Tammy Rae Carland | Profile | Art Practical

Contradictory as it may seem, absence can be a potent visual tool for addressing representation. Whether exploring a setting devoid of its central subjects or presenting marginalized histories and persons that have been sidelined from the dominant cultural record, Tammy Rae Carland’s photographs can manifest human intimacies and vulnerabilities, sometimes without any body in the image. Central to the success of this endeavor is Carland’s genuineness in her approach. Despite the fact that many of her projects involve staged photo shoots, they avoid any contrived air, maintaining an honest, personal, and sometimes aching tenderness. In many cases, Carland re-performs a previous loss, rendering permanent a visual reminder of individuals and narratives that have disappeared in one way or another…[DDET read more]

This commitment to recording the histories and bodies that become consigned to the periphery, particularly queer and feminist histories, has been ongoing throughout Carland’s artistic practice. From 1997 to 2005, she co-ran Mr. Lady Records and Videos, an independent record label and video-art distribution company that was dedicated to the production and distribution of queer and feminist culture. In the 1990s, she produced a series of influential fanzines, including I (heart) Amy Carter. Carland has contributed to the album art of underground bands like Bikini Kill, The Fakes, and The Butchies. She exhibits her work internationally, and her photographs have been published in many books, including The Passionate Camera: Photography and Bodies of Desire and Lesbian Art in America. She is represented by Silverman Gallery in San Francisco and is an associate professor at California College of the Arts, where she also chairs the photography program.

RECORD EXTRACTS |

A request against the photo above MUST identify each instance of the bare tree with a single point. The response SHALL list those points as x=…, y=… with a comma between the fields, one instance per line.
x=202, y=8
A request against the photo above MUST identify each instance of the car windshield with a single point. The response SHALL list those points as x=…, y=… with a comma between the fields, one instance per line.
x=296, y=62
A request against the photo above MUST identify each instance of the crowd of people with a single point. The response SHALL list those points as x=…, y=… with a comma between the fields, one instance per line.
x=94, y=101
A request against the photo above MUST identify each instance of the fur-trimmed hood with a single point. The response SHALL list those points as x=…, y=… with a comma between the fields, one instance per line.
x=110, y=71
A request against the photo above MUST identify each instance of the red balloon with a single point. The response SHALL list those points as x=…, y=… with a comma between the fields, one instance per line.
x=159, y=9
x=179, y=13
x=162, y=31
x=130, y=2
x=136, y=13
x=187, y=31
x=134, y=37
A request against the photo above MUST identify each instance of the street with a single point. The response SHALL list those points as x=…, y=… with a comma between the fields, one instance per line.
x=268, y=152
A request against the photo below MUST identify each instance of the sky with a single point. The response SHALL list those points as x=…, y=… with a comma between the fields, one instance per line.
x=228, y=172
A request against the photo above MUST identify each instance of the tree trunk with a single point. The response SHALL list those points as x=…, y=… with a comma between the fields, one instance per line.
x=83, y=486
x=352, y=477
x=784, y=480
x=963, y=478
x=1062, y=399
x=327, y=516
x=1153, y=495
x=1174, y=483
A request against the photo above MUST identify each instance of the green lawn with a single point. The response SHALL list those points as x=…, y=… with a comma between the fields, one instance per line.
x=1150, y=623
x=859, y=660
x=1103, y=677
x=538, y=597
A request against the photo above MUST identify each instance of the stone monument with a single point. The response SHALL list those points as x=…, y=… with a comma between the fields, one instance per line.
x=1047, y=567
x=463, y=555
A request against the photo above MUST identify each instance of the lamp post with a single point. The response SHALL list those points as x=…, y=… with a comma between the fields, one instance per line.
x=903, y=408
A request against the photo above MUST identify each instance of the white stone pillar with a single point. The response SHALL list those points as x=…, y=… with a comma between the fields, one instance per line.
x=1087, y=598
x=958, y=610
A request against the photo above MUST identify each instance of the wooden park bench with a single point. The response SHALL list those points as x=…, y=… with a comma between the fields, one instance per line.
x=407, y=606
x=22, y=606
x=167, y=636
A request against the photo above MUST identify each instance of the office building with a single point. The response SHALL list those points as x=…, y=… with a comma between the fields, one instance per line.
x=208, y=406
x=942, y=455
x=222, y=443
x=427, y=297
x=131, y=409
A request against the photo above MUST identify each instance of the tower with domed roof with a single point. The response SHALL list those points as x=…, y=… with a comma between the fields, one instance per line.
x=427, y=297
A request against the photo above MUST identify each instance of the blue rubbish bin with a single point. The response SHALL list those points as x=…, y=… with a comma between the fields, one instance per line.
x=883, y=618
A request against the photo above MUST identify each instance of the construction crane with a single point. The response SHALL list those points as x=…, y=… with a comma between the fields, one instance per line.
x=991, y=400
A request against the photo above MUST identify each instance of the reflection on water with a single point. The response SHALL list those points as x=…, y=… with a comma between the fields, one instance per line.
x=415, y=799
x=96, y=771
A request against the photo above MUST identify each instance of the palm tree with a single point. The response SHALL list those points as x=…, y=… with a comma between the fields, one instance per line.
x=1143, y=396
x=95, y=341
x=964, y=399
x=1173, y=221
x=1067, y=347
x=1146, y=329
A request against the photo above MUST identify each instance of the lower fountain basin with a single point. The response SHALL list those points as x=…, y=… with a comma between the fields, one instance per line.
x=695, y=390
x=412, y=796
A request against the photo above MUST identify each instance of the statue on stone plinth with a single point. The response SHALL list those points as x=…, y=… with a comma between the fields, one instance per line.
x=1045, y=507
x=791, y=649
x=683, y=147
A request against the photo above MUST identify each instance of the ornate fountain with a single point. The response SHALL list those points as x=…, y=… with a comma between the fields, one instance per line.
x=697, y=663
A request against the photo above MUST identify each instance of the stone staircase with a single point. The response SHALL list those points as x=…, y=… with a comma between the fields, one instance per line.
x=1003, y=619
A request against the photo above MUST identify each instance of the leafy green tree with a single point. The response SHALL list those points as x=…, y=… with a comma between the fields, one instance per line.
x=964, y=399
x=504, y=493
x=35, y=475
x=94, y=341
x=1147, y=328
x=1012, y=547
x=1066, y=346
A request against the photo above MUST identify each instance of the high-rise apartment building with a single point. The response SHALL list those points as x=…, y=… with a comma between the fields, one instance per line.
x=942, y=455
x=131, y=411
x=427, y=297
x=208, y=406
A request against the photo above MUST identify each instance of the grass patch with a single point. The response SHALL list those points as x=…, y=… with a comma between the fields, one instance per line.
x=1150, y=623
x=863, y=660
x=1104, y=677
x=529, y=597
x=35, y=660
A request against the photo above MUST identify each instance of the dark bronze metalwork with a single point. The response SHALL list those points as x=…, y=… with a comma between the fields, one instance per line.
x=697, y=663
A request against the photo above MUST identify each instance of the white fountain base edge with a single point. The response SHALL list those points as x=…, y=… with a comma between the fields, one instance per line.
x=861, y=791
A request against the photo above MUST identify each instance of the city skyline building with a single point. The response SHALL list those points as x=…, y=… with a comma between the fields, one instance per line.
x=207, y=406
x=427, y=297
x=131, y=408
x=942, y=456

TO DO |
A. According to the Tammy Rae Carland profile, what independent company did Carland co-run from 1997 to 2005?
B. Can you condense the paragraph of the Tammy Rae Carland profile that begins "This commitment to recording" into a bulleted list of its main facts?
The entries have nothing to do with the Tammy Rae Carland profile.

COMPLETED EXERCISE |
A. Mr. Lady Records and Videos

B.
- Carland's practice has consistently recorded histories and bodies pushed to the periphery, especially queer and feminist ones.
- From 1997 to 2005 she co-ran Mr. Lady Records and Videos, an independent label and video-art distributor for queer and feminist culture.
- In the 1990s she produced influential fanzines, including I (heart) Amy Carter.
- She contributed album art for bands such as Bikini Kill, The Fakes, and The Butchies.
- She exhibits internationally, and her photographs appear in books including The Passionate Camera: Photography and Bodies of Desire and Lesbian Art in America.
- Silverman Gallery in San Francisco represents her.
- She is an associate professor at California College of the Arts and chairs its photography program.